Copy whichever lines of the data hold the word "mask".
• • •
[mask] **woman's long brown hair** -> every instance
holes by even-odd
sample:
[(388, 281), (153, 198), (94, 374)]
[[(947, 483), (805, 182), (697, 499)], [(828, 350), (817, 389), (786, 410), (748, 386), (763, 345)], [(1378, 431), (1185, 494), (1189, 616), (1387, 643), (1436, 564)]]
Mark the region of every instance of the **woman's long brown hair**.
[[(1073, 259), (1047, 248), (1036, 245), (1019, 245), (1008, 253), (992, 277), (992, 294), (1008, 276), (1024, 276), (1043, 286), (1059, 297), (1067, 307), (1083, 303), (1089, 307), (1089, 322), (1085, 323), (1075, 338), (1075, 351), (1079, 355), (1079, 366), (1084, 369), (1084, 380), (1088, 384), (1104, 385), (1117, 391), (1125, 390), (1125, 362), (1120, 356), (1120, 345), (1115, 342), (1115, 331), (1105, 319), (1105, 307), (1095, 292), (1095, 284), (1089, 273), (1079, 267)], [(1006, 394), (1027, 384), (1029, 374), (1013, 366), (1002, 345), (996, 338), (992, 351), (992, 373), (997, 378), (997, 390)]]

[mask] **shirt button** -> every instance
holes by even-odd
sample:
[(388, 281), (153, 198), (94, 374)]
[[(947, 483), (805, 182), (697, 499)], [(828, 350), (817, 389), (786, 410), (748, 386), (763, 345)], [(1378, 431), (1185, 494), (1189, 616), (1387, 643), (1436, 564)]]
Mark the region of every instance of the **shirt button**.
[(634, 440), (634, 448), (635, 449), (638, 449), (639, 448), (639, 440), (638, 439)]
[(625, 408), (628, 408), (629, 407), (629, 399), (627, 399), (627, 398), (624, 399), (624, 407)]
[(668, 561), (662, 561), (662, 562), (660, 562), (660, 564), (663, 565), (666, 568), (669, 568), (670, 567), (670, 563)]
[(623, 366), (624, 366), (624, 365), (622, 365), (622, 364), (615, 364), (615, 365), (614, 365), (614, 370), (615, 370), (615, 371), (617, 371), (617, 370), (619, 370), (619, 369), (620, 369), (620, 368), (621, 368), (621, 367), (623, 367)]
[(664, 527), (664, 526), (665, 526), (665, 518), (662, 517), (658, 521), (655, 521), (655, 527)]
• • •
- [Exercise output]:
[mask] **woman's long brown hair** -> every instance
[mask] **shirt button** -> every instance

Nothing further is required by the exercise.